The U.S. State Department made tentative plans to reopen its consulate in the Chinese city of Wuhan on Wednesday, while Chinese state media brusquely told them not to bother, since the U.S. has lobbed so many “vicious slanders” at China over the coronavirus pandemic.
When the South China Morning Post (SCMP) asked about the status of the Wuhan consulate, closed in late January when the Chinese government locked down the city, the response from the main embassy in Beijing was that Amb. Terry Branstad “intends to resume operations in Wuhan in the near future.”
The SCMP noted that Wuhan’s lockdown officially ended on April 8. An alleged second wave of coronavirus ran through the city in May, but local officials said every resident has now been tested, and only a few low-threat “asymptomatic carriers” were detected.
The State Department has stressed the need to get facilities in China back up and running as soon as possible, given the precarious state of relations between Washington and Beijing. The State Department informed Congress that it plans to “resume operations” in China by June 22.
China’s state-run Global Times on Wednesday told the State Department not to put too much effort into that reopening, because “Chinese netizens” are furious at America’s “vicious slanders” against China, and see no need for a U.S. consulate in Wuhan.
“What will they do back in Wuhan, spread more rumors about China? Undermine Chinese and Wuhan people’s achievements in containing the virus? Please, just don’t come back!” said a “netizen” quoted by the Global Times, which admiringly described that fiery post on Weibo (the Chinese version of Twitter, which is banned in China) as enjoying “hundreds of likes.”
“Many Chinese netizens demanded that the U.S. curb its coronavirus epidemic before sending Americans to China and asked the Chinese government to put those coming to Wuhan under strict quarantine for at least 21 days, and have them take nucleic acid tests multiple times,” the Communist Party paper wrote.
The Global Times concluded with a Chinese academic, China Foreign Affairs University professor Li Haidong, who advised those angry “netizens” to let the Americans reopen their Wuhan consulate so they could “experience and observe the truth of China’s efforts in combating the coronavirus and hopefully report this to their government.”

*Questions to answer:*
[A] For each statement, say yes or no according to the Wuhan consulate article, and quote the words that settle it. (i) Wuhan's lockdown officially ended on April 8. (ii) The State Department told Congress it plans to resume operations in China by June 22. (iii) Professor Li Haidong urged the angry netizens to oppose the consulate's reopening.
[B] According to the Wuhan consulate article, what minimum quarantine period did netizens ask the Chinese government to impose on people coming to Wuhan?
Work only from the Wuhan consulate article and ignore the data.

*Data:*

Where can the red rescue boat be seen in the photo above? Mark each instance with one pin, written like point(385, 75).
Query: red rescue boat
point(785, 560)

*Exercise answers:*
[A]
(i) Yes: "The SCMP noted that Wuhan’s lockdown officially ended on April 8."
(ii) Yes: "The State Department informed Congress that it plans to “resume operations” in China by June 22."
(iii) No: "advised those angry “netizens” to let the Americans reopen their Wuhan consulate"

[B] At least 21 days.